(Recorded data)
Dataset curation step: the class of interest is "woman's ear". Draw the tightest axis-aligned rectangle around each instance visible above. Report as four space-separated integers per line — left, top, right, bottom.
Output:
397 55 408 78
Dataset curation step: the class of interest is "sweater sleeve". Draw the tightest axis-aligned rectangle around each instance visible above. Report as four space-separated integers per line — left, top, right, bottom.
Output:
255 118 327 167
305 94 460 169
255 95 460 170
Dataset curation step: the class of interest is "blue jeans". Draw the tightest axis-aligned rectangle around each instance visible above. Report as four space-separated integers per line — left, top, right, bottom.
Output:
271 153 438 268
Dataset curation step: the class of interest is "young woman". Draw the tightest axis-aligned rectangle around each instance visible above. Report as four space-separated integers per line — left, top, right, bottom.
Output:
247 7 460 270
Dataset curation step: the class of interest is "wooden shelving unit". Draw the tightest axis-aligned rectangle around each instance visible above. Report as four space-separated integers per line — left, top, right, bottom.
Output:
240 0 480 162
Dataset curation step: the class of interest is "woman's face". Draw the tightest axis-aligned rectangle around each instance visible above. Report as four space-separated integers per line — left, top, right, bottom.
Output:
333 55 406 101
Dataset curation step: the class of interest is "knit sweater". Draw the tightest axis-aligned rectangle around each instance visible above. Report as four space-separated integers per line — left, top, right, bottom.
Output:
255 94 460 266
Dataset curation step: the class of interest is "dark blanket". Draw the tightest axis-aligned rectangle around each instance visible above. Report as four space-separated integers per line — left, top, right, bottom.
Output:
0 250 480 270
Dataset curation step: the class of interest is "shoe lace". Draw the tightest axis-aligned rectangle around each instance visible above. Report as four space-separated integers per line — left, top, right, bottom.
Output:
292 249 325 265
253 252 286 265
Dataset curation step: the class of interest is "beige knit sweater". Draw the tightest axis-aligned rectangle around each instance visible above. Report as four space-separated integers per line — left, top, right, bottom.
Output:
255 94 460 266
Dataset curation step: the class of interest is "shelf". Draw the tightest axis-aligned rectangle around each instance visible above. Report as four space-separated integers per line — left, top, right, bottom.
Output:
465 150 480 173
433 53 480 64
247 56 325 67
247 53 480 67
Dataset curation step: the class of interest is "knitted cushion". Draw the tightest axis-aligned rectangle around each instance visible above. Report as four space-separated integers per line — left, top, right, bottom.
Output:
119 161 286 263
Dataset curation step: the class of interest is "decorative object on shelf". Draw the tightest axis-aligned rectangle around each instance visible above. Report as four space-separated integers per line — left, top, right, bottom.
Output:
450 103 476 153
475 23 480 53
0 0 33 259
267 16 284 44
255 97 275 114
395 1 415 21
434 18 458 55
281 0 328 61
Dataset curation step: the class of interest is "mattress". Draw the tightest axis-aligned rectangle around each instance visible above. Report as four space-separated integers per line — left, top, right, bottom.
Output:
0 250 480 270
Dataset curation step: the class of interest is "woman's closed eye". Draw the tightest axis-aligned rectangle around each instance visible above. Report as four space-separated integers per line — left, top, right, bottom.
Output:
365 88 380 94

■ **Your task**
Can you output every one of the entries above, reproduced word for word with nothing changed?

■ **Exercise response**
Dataset curation step: the class of interest is "woman's ear". Draw the tightest axis-aligned rectangle around each instance visible above. Report as four space-separated integers per line — left, top, right, bottom.
Output:
397 55 408 78
Dataset curation step: the class of interest is "sweater sleeve". Draw the tightest axis-aligned rectangle around each instance visible above. Report as four space-separated integers per line — left, top, right, bottom.
Output:
255 118 327 167
305 94 460 169
255 95 460 170
Dataset curation step: the class of interest is "blue jeans". Draw the tightest axis-aligned rectangle around each instance visible above. Report as four space-separated integers per line — left, top, right, bottom.
Output:
271 153 438 268
Dataset curation step: the class of interest is "young woman". Draw the tightest axis-aligned rectangle around each instance visible above. Report as four space-separated integers per line — left, top, right, bottom.
Output:
247 7 460 270
Dataset curation step: the class of interest is "wooden shelving unit". Draw the tightest axis-aligned rectangle around each instance visible above. Report as four space-separated integers per line — left, top, right, bottom.
Output:
240 0 480 162
Dataset curation step: the class of interest is "woman's face". Draw the tightest axis-aligned rectangle around each instance visible above. Report as four space-separated integers per line — left, top, right, bottom.
Output:
333 55 406 101
Dataset curation step: the class of interest is "knit sweater". Draw the tightest axis-aligned rectangle around each instance visible above. Report as four space-separated integers per line — left, top, right, bottom.
Output:
255 94 460 266
Dataset curation step: the class of interest is "dark blanket". Draw the tightest axis-aligned rectangle around each instance visible above. Report as four space-separated integers per line — left, top, right, bottom.
Output:
0 250 480 270
Dataset curation step: the class of interest is "shoe lace". Draw the tightest axis-aligned rectangle around each instance visible above. Report as four space-separated integers per line — left, top, right, bottom.
Output:
292 249 325 265
253 252 286 265
Dataset curation step: the class of interest is "beige knit sweater". Draw the tightest axis-aligned rectangle around each instance visible above. Report as four space-separated integers per line — left, top, right, bottom.
Output:
255 94 460 266
Dataset curation step: the class of interest is "shelf". Draw the tightest axis-aligned rectangle around each instance visible above. Report as four space-separated integers per line — left, top, right, bottom.
Output:
465 150 480 173
433 53 480 64
247 56 325 67
247 53 480 67
Dataset curation step: the class of interest is "knitted cushion". Draw the tightest axis-aligned rectangle around each instance visible above. Report as four space-separated integers per line — left, top, right, bottom.
Output:
119 161 286 263
Dataset curation step: the class of interest is "decorative object on shelf". Draw the tightest axis-aligned rectangle around each instance visible above. Report as four space-separated integers per line — left, top, right, bottom.
Output:
450 103 476 153
475 23 480 53
0 0 33 259
267 16 284 44
255 97 275 114
395 1 415 21
434 18 458 55
281 0 328 61
Dataset curation step: the class of interest is "mattress". Draw the tightest axis-aligned rectangle around each instance visible above. Report as four space-separated integers per line — left, top, right, bottom.
Output:
0 250 480 270
Dataset curation step: the class of interest is "woman's closed eye". Draw the tightest axis-aligned rectangle around each instance visible above. Report as four space-separated integers per line — left, top, right, bottom.
Output:
365 88 380 94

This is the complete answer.